Skip to content

Getting Started with dbt-tags package

In order to start the Tag-based masking journey in our dbt project, we have 6 essential steps as follows:

Notes

  • Before diving into steps, it's recommended to learn more on Tag-based masking polcies (skip if you knew it already 💯)
  • Also, please be noted that you will need the Snowflake Enterprise Edition as the prerequisite

Now, let's go 🏃:

1. Configure the namespace (databse, schema)

Firstly, we should let dbt know where we would like to store the Tag objects (as well as the Masking Policies' definitions).

We'll put the dbt_tags's variables in dbt_project.yml file as below:

vars:
  # dbt_tags__database: MY_DB # (optional) default to `target.database` if not specified
  dbt_tags__schema: COMMON # (optional) default to `target.schema` if not specified

2. Decide to allow the specific tags only

ℹ️ Skip this step if all dbt tags are allowed. Otherwise, see the sample below:

vars:
  dbt_tags__allowed_tags:
    - pii_name
    - pii_email
    - ...

3. Decide to commit masking policies' definition

ℹ️ Skip this step if you decide not to use masking policies, but only tags!

Masking Policies' functions vary depending on the dbt project, so it's your responsibility to implement them in advance.

In the dbt root directory, let's create a new one within /macros folder e.g. /macros/mp-ddl.

For each tag name, we need a corresponding macro that holds the masking policy definition.

Given a sample, we have a tag named pii_name, we'll create a macro file as below:

-- File path: /marcos/mp-ddl/create_masking_policy__pii_name.sql
{% macro create_masking_policy__pii_name(ns) -%}

  create masking policy if not exists {{ ns }}.pii_name as (val string)
    returns string ->
    case --/ your definition start here /--
      when is_role_in_session('ROLE_HAS_PII_ACCESS') then val
      else sha2(val)
    end;

{%- endmacro %}

{{ ns }} or ns stands for the schema namespace, let's copy the same!

4. Deploy resources (tags, masking policies)

❗We don't want to repeat this step on every dbt run(s).

Instead, let's do it as a step in the Production Release process (or manually).

Remove --args '{debug: true}' for a live run

  • Deploy the dbt tags to DWH:
dbt run-operation create_tags --args '{debug: true}'
  • Deploy the tag-based masking policy functions to DWH:

ℹ️ Skip this step if you decide not to use masking policies, but only tags!

**********

*Tasks to perform*
- a) According to the dbt-tags getting-started guide, which Snowflake edition is required as a prerequisite?
- b) Reproduce verbatim the passage of the dbt-tags getting-started guide between "returns string ->" and "copy the same!", inclusive.

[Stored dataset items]

**********

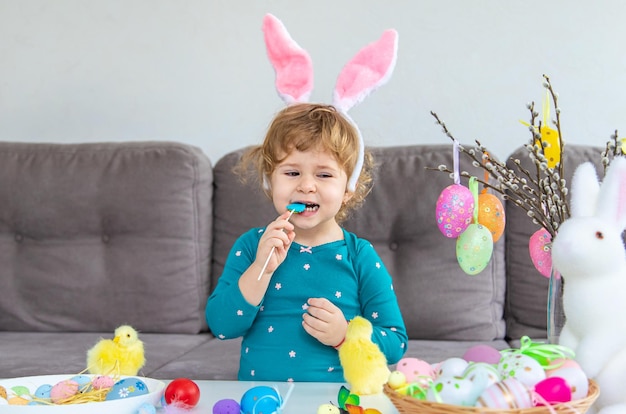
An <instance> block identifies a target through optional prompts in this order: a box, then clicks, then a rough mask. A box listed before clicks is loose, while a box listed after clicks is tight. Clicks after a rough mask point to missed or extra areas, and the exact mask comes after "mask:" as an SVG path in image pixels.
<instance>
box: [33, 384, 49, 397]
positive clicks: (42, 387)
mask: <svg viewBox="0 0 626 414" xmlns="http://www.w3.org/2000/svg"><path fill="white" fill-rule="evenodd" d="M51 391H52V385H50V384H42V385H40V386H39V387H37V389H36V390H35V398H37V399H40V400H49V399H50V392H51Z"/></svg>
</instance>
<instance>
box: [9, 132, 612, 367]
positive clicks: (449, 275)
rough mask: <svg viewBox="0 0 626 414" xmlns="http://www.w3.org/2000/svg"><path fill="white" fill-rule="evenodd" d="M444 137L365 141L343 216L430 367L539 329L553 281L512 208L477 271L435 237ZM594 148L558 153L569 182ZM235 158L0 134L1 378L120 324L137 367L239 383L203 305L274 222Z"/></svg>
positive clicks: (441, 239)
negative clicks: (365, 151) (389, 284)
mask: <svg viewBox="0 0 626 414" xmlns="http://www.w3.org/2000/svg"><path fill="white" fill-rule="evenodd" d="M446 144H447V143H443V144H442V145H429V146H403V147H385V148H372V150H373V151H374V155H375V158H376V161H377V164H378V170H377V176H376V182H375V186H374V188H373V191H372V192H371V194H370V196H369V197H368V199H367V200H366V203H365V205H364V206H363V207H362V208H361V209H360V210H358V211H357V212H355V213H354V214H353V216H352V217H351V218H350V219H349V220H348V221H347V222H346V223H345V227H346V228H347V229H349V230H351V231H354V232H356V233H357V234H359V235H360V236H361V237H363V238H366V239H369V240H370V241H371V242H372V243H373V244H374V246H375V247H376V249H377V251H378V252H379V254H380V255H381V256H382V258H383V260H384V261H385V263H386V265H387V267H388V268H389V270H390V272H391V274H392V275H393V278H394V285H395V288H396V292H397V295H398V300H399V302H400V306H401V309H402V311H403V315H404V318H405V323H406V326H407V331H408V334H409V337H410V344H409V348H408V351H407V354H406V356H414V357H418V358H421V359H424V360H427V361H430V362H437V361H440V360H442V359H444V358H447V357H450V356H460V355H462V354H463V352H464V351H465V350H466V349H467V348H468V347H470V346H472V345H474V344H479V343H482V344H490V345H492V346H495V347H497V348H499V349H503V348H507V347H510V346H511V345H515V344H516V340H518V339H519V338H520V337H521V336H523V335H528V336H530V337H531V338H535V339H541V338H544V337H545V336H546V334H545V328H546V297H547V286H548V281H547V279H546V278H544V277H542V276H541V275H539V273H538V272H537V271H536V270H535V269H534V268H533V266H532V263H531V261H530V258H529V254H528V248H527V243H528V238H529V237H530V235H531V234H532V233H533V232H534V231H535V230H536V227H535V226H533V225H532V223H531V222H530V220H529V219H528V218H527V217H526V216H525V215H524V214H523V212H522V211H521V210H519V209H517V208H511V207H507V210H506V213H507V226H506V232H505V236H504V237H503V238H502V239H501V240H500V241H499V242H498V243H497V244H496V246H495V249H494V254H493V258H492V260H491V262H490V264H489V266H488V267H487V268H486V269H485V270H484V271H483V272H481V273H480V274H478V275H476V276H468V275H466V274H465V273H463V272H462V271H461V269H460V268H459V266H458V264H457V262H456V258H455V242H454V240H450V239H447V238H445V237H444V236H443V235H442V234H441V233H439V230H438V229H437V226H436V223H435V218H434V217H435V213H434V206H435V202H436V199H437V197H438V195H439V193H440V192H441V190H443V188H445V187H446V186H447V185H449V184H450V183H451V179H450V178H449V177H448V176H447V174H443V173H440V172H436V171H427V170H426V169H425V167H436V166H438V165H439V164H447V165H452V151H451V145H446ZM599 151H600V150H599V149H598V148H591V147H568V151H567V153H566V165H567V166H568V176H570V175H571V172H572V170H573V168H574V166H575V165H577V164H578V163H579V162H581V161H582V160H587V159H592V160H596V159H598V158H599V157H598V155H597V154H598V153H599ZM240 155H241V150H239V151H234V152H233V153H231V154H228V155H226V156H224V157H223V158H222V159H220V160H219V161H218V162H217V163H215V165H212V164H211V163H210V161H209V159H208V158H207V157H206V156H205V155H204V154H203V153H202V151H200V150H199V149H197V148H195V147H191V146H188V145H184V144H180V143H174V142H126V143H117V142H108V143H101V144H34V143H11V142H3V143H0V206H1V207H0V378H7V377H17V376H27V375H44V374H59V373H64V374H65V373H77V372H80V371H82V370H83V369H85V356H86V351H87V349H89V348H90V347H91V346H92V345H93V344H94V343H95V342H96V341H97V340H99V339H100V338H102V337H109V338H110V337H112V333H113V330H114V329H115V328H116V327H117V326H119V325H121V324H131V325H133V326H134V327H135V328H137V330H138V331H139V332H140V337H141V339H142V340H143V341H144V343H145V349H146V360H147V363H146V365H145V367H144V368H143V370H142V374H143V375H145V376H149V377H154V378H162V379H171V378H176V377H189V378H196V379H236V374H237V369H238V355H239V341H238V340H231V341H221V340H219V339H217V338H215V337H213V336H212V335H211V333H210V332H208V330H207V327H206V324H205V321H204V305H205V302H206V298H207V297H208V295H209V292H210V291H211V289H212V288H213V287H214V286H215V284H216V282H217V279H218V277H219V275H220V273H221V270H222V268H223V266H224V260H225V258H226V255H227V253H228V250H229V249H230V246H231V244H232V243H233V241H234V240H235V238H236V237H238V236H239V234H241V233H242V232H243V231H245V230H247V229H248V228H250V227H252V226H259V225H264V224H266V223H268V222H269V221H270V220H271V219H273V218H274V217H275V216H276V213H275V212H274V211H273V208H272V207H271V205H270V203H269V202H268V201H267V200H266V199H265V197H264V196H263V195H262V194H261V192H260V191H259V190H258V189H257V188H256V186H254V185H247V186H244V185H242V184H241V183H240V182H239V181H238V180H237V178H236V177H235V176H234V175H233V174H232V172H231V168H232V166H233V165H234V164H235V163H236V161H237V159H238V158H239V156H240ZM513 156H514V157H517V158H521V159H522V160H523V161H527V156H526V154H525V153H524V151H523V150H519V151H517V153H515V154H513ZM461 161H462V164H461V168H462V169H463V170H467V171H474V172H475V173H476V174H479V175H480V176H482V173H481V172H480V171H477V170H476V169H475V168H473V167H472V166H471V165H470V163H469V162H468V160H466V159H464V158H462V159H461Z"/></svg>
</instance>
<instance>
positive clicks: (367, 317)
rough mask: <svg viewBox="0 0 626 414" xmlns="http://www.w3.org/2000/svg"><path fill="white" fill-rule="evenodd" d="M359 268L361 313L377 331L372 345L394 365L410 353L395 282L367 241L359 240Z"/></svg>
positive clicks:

**********

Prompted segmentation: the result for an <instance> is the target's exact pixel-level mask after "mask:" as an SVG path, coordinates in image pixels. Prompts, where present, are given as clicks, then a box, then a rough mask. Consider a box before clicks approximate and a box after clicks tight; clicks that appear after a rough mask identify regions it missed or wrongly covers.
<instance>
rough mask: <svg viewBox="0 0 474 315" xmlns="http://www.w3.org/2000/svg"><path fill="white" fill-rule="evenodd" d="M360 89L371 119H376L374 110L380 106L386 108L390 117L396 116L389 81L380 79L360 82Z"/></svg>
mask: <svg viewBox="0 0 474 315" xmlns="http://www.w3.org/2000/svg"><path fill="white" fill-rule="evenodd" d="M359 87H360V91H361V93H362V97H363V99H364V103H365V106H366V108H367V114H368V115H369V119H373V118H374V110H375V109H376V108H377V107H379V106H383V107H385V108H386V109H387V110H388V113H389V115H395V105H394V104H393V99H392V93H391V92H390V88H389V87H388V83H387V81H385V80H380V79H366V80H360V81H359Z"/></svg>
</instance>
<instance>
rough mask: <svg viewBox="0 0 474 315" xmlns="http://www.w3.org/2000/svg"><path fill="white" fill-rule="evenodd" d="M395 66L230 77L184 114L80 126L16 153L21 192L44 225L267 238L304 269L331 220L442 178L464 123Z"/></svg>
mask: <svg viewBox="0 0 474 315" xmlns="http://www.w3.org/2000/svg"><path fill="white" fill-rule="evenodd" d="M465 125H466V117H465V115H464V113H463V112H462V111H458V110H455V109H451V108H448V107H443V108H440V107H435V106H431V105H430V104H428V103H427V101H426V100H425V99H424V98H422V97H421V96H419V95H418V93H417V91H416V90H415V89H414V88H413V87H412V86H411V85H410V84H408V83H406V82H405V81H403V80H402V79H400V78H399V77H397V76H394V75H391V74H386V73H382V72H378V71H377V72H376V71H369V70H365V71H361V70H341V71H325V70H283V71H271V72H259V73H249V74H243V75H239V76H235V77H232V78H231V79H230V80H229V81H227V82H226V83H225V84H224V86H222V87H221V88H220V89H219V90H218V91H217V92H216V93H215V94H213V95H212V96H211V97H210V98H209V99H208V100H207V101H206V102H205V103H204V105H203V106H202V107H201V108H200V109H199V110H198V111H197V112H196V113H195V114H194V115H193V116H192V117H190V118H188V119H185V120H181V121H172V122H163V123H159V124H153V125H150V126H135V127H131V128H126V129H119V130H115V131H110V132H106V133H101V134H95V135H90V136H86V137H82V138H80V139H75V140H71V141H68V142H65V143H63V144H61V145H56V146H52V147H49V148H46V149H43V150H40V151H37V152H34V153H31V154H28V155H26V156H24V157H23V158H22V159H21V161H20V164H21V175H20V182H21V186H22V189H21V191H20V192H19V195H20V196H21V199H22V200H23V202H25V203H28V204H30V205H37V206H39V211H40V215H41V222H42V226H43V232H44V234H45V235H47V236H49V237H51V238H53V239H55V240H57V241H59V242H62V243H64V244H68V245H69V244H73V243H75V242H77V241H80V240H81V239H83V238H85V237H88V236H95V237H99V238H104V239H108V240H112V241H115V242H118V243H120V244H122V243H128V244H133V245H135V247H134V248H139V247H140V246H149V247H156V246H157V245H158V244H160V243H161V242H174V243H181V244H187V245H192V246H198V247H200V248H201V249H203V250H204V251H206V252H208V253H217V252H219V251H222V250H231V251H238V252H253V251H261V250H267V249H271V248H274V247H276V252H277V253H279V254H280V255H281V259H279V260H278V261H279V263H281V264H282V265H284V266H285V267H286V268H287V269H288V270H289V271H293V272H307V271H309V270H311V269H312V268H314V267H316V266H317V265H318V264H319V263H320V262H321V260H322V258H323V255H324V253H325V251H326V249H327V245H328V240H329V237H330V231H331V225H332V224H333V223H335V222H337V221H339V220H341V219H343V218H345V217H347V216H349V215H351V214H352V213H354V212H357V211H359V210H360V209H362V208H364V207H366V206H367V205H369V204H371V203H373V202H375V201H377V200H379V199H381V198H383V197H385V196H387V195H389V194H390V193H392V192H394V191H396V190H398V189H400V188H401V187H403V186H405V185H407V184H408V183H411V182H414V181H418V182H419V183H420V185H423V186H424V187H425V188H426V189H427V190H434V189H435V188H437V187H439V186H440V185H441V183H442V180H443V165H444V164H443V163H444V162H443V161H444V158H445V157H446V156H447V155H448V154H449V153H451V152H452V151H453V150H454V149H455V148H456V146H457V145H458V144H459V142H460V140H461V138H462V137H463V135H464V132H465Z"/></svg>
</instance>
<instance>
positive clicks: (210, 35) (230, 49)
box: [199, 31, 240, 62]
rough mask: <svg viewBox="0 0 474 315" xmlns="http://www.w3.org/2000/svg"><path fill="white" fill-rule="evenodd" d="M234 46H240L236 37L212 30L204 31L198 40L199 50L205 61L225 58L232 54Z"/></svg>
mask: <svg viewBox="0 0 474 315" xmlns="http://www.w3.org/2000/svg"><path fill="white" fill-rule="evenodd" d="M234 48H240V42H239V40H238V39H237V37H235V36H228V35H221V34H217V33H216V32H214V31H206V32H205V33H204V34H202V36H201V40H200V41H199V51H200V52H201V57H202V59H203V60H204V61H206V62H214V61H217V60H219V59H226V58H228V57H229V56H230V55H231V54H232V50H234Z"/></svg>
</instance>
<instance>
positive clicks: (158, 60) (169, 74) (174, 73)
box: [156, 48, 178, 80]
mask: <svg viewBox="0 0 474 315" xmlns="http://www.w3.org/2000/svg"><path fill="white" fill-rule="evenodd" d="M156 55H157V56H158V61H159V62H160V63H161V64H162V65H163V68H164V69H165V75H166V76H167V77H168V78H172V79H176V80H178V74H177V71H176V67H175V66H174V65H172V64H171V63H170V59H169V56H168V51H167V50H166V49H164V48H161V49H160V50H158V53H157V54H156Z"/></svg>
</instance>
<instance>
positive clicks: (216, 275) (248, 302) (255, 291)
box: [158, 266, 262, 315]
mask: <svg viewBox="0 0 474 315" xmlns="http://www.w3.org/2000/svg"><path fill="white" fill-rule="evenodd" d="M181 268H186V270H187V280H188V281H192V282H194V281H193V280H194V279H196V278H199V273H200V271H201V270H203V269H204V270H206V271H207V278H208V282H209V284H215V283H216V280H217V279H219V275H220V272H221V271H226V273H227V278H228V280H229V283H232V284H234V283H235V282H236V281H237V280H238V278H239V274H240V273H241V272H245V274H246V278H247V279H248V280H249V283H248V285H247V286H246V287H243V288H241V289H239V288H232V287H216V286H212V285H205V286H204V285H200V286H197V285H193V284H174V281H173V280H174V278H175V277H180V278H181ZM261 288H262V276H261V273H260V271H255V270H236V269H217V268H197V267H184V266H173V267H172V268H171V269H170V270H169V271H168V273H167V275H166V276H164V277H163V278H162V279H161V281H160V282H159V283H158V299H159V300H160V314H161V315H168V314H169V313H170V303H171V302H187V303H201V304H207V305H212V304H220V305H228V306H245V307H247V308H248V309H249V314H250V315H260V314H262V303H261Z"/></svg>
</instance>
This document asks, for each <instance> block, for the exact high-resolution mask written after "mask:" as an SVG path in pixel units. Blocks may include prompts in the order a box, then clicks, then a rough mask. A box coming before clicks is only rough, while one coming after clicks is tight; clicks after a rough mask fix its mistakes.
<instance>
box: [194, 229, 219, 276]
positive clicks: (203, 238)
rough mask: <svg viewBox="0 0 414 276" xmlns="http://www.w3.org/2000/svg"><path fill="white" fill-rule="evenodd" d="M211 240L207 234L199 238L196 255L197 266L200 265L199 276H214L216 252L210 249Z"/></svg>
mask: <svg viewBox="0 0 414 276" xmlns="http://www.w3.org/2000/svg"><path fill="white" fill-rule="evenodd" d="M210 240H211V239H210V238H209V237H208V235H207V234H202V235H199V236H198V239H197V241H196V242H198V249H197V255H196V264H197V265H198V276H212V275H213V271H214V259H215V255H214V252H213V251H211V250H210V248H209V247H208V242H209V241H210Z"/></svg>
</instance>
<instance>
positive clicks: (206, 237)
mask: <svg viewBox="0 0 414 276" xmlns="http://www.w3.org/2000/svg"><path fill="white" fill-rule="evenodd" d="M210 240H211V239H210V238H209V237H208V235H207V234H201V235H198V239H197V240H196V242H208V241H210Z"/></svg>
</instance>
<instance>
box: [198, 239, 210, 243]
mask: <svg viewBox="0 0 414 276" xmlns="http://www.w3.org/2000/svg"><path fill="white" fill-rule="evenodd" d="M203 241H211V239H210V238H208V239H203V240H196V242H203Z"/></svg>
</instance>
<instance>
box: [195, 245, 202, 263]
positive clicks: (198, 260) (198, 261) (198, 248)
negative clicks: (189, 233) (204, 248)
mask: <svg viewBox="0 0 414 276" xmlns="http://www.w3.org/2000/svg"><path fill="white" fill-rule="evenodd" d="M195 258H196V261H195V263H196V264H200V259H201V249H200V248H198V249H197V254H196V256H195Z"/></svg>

**********

*Outputs by task*
- a) The Snowflake Enterprise Edition.

- b)
returns string ->
    case --/ your definition start here /--
      when is_role_in_session('ROLE_HAS_PII_ACCESS') then val
      else sha2(val)
    end;

{%- endmacro %}

{{ ns }} or ns stands for the schema namespace, let's copy the same!